Aufgabenstellung:
Gib aus den folgenden Datensätzen den Abschnitt von der Zeile mit „Reviewer note: every instance of the pool“ bis einschließlich der Zeile mit „[[597, 274]]“ wortgetreu wieder.

Aufgeführte Datensätze:
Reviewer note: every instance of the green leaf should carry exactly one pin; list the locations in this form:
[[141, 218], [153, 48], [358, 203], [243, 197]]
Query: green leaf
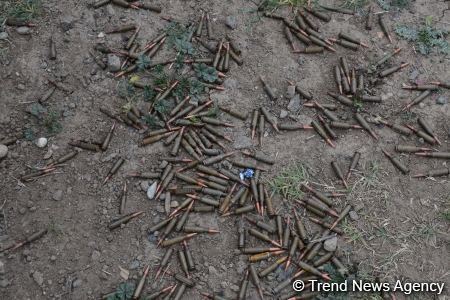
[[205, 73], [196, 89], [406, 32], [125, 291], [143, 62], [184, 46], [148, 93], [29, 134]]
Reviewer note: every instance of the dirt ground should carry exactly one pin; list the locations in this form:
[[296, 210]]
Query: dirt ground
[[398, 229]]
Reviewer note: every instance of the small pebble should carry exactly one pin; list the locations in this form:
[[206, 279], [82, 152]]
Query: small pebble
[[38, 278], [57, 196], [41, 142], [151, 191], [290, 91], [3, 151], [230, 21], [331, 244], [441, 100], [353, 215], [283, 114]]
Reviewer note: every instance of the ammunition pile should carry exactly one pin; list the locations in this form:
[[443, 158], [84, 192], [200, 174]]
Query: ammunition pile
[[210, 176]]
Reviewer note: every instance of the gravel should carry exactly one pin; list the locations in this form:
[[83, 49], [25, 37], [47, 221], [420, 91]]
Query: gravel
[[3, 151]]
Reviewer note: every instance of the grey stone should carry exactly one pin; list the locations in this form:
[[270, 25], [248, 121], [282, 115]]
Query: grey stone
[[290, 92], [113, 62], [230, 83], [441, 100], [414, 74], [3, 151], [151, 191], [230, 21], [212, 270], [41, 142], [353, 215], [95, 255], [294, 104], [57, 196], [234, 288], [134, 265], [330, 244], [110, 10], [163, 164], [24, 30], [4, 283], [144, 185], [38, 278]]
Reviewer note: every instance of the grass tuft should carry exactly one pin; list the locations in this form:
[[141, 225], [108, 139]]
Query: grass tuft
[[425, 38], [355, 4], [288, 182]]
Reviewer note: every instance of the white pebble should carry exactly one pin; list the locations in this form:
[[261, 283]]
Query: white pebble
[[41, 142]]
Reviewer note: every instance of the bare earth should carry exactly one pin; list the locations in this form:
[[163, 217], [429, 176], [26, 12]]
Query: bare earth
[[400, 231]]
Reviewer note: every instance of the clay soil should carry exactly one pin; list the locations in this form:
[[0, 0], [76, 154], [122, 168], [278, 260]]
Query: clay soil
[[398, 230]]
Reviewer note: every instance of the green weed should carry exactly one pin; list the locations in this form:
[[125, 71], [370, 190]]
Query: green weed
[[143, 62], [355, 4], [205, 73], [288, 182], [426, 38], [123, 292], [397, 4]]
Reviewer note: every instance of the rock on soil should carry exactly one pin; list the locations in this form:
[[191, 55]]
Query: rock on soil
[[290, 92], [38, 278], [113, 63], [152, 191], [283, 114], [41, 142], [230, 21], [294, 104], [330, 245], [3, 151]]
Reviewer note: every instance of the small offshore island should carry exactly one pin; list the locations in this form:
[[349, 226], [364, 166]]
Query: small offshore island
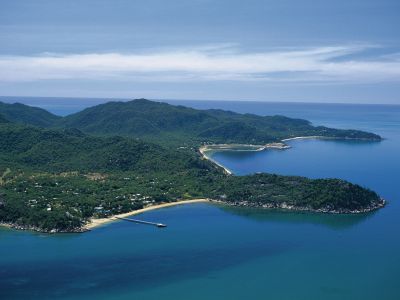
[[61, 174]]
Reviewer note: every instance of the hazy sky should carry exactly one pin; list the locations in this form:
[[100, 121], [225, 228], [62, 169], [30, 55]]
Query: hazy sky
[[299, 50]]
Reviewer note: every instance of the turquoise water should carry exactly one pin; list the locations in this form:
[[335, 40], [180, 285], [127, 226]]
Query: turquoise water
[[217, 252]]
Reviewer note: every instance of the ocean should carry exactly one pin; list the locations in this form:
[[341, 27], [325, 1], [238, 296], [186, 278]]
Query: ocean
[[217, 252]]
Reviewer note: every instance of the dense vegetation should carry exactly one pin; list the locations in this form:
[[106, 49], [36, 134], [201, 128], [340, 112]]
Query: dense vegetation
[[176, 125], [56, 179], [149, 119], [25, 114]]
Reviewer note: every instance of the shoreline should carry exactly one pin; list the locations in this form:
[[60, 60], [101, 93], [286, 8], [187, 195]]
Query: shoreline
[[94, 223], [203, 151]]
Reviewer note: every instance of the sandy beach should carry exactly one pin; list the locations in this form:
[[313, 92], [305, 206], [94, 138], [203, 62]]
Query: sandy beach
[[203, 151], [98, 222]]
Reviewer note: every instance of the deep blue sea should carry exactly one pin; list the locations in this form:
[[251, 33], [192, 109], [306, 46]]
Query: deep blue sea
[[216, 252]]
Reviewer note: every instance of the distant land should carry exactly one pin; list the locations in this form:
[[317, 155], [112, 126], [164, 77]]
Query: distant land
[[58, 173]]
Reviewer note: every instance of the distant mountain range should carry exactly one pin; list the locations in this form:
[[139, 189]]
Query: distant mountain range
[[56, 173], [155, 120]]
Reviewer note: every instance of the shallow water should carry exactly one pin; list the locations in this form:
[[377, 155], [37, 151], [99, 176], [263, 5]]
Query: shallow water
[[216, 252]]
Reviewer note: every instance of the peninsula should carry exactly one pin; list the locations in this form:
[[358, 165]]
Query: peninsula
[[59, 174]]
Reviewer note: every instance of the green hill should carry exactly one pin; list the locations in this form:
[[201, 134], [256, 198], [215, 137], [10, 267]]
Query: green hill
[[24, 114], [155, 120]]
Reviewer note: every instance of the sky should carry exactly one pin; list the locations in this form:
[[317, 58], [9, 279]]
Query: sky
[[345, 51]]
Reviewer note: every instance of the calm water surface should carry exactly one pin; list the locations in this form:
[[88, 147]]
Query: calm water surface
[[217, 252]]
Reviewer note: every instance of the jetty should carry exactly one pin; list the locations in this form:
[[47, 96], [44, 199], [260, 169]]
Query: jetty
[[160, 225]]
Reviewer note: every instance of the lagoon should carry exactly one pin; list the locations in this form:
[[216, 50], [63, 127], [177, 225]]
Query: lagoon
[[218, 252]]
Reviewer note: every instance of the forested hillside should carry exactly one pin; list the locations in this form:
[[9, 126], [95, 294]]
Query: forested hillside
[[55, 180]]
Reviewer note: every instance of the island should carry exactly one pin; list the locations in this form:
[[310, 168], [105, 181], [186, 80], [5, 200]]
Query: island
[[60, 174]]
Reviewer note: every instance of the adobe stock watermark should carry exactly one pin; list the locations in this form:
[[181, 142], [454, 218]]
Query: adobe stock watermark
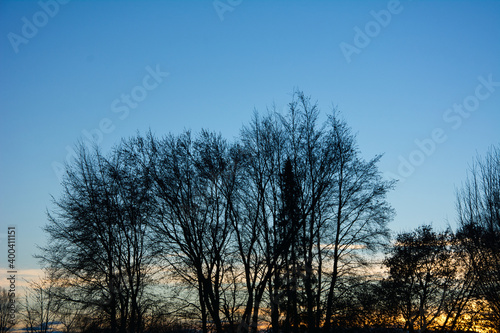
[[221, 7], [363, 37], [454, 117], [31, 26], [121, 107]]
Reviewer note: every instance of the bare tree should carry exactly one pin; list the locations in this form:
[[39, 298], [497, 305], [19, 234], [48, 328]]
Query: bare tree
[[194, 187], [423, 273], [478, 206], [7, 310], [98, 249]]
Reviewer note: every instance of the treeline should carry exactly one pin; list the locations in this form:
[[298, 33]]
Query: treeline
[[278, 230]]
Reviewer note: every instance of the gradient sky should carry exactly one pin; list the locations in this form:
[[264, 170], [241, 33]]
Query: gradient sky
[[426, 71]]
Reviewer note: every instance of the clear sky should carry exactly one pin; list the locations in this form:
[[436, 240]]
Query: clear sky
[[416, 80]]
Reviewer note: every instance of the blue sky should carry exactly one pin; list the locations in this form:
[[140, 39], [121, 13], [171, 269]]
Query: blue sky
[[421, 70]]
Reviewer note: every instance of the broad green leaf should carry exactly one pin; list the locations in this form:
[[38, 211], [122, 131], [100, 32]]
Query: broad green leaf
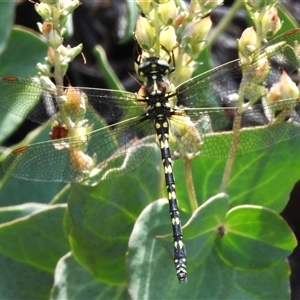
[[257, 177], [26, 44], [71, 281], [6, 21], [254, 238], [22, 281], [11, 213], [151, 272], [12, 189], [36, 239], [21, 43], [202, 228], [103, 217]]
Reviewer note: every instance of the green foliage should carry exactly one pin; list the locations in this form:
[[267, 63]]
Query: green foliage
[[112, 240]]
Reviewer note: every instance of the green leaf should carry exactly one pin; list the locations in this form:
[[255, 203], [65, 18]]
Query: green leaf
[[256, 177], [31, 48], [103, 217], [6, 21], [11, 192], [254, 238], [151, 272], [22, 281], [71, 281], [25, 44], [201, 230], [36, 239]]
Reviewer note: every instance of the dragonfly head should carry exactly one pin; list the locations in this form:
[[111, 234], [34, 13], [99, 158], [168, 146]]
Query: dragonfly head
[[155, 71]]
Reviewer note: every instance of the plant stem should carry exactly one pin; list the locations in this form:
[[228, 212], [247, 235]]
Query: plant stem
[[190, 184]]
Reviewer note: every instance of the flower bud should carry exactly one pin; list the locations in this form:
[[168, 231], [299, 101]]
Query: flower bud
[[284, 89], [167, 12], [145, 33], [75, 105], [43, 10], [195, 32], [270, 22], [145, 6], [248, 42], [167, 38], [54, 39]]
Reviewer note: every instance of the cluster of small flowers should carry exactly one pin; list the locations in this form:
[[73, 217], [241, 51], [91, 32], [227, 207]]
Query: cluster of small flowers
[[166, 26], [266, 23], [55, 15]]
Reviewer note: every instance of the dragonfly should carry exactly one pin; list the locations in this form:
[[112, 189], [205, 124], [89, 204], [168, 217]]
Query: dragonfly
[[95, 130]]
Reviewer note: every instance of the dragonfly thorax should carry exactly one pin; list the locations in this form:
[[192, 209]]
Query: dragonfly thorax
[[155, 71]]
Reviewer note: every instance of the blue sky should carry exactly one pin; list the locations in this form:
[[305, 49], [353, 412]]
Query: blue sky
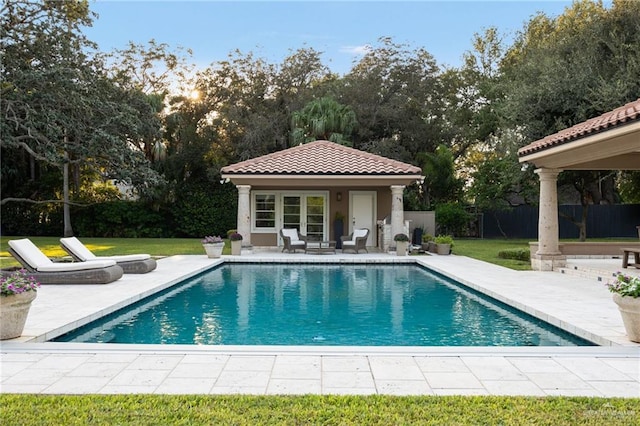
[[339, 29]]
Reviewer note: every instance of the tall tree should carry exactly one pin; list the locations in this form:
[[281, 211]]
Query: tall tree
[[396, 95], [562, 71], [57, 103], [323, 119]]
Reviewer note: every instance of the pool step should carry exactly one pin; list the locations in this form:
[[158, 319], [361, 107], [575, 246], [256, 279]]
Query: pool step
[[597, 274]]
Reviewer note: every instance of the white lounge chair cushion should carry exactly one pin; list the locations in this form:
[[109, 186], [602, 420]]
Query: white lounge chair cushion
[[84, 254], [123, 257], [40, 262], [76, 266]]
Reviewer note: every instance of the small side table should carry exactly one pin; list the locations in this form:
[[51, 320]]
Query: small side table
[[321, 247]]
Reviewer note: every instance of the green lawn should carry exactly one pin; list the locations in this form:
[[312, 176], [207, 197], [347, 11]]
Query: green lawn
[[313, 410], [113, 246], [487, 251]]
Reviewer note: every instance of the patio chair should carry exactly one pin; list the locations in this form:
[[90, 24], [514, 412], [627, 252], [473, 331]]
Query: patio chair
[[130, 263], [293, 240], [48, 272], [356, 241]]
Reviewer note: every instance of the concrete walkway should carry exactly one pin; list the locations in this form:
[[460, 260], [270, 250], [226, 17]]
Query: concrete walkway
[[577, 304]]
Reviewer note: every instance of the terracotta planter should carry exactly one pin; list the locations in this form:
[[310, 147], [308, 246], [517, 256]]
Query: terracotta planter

Endergebnis:
Reviewer note: every instance of the pool step should carry exactly one pin; list the locations in this form:
[[158, 319], [361, 107], [575, 246], [256, 279]]
Query: pool step
[[597, 274]]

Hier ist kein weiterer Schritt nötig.